* **Problems to work on**
1 > What are the two forms of insolvency that the insolvency text names?
2 > Rewrite all the lines of the entries under Block 1 as a numbered list, leaving out the blank lines.

===== Text excerpt

Insolvency is the state of being unable to pay the debts, by a person or company (debtor), at maturity; those in a state of insolvency are said to be insolvent. There are two forms: cash-flow insolvency and balance-sheet insolvency.
Cash-flow insolvency is when a person or company has enough assets to pay what is owed, but does not have the appropriate form of payment. For example, a person may own a large house and a valuable car, but not have enough liquid assets to pay a debt when it falls due. Cash-flow insolvency can usually be resolved by negotiation. For example, the bill collector may wait until the car is sold and the debtor agrees to pay a penalty.
Balance-sheet insolvency is when a person or company does not have enough assets to pay all of their debts. The person or company might enter bankruptcy, but not necessarily. Once a loss is accepted by all parties, negotiation is often able to resolve the situation without bankruptcy.
A company that is balance-sheet insolvent may still have enough cash to pay its next bill on time. However, most laws will not let the company pay that bill unless it will directly help all their creditors. For example, an insolvent farmer may be allowed to hire people to help harvest the crop, because not harvesting and selling the crop would be even worse for his creditors.
It has been suggested that the speaker or writer should either say technical insolvency or actual insolvency in order to always be clear – where technical insolvency is a synonym for balance sheet insolvency, which means that its liabilities are greater than its assets, and actual insolvency is a synonym for the first definition of insolvency (“Insolvency is the inability of a debtor to pay their debt.”).
While technical insolvency is a synonym for balance-sheet insolvency, cash-flow insolvency and actual insolvency are not synonyms. The term “cash-flow insolvent” carries a strong (but perhaps not absolute) connotation that the debtor is balance-sheet solvent, whereas the term “actually insolvent” does not.
Cash-flow insolvency involves a lack of liquidity to pay debts as they fall due.
Balance sheet insolvency involves having negative net assets—where liabilities exceed assets. Insolvency is not a synonym for bankruptcy, which is a determination of insolvency made by a court of law with resulting legal orders intended to resolve the insolvency.
Accounting insolvency happens when total liabilities exceed total assets (negative net worth).
The principal focus of modern insolvency legislation and business debt restructuring practices no longer rests on the liquidation and elimination of insolvent entities but on the remodeling of the financial and organizational structure of debtors experiencing financial distress so as to permit the rehabilitation and continuation of their business. This is known as business turnaround or business recovery. Implementing a business turnaround may take many forms, including keep and restructure, sale as a going concern, or wind-down and exit. In some jurisdictions, it is an offence under the insolvency laws for a corporation to continue in business while insolvent. In others (like the United States with its Chapter 11 provisions), the business may continue under a declared protective arrangement while alternative options to achieve recovery are worked out. Increasingly, legislatures have favored alternatives to winding up companies for good.
It can be, in several jurisdictions, grounds for a civil action or even an offence, to continue to pay some creditors in preference to other creditors once a state of insolvency is reached.

==========
===== Supplied material

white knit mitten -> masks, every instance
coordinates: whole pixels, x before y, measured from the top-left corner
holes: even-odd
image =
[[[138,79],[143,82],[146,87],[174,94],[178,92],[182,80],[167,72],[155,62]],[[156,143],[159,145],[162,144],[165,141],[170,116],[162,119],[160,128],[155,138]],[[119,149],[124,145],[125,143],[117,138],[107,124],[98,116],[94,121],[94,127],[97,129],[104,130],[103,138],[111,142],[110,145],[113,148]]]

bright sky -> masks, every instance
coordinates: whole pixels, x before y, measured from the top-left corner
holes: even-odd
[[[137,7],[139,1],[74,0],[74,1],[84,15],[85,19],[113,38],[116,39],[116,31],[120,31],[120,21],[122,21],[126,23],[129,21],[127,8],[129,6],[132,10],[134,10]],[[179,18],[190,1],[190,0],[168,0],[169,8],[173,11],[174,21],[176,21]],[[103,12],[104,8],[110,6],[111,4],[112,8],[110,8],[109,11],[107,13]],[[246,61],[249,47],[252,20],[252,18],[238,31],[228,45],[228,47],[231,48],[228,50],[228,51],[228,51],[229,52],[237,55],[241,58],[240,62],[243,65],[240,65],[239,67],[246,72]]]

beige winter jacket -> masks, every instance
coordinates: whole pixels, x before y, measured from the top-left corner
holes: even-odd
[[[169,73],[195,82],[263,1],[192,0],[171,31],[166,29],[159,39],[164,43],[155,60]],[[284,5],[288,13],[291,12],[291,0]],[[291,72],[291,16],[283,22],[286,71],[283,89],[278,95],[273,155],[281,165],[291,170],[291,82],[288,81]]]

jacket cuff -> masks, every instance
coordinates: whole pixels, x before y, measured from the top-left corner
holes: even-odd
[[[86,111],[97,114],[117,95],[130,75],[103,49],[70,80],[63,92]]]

==========

* **Written responses**
1 > Cash-flow insolvency and balance-sheet insolvency.

2 >
1. white knit mitten -> masks, every instance
2. coordinates: whole pixels, x before y, measured from the top-left corner
3. holes: even-odd
4. image =
5. [[[138,79],[143,82],[146,87],[174,94],[178,92],[182,80],[167,72],[155,62]],[[156,143],[159,145],[162,144],[165,141],[170,116],[162,119],[160,128],[155,138]],[[119,149],[124,145],[125,143],[117,138],[107,124],[98,116],[94,121],[94,127],[97,129],[104,130],[103,138],[111,142],[110,145],[113,148]]]
6. bright sky -> masks, every instance
7. coordinates: whole pixels, x before y, measured from the top-left corner
8. holes: even-odd
9. [[[137,7],[139,1],[74,0],[74,1],[84,15],[85,19],[113,38],[116,39],[116,31],[120,31],[120,21],[122,21],[126,23],[129,21],[127,8],[129,6],[132,10],[134,10]],[[179,18],[190,1],[190,0],[168,0],[169,8],[173,11],[174,21],[176,21]],[[103,12],[104,8],[110,6],[111,4],[112,8],[110,8],[109,11],[107,13]],[[246,61],[249,47],[252,20],[252,18],[238,31],[228,45],[228,47],[231,48],[228,50],[228,51],[228,51],[229,52],[237,55],[241,58],[240,62],[243,65],[240,65],[239,67],[246,72]]]
10. beige winter jacket -> masks, every instance
11. coordinates: whole pixels, x before y, measured from the top-left corner
12. holes: even-odd
13. [[[169,73],[195,82],[263,1],[192,0],[171,31],[166,29],[159,39],[164,43],[155,60]],[[284,5],[288,13],[291,12],[291,0]],[[291,72],[291,16],[283,22],[286,71],[283,89],[278,95],[273,155],[281,165],[291,170],[291,82],[288,81]]]
14. jacket cuff -> masks, every instance
15. coordinates: whole pixels, x before y, measured from the top-left corner
16. holes: even-odd
17. [[[86,111],[97,114],[117,95],[130,75],[103,49],[70,80],[63,92]]]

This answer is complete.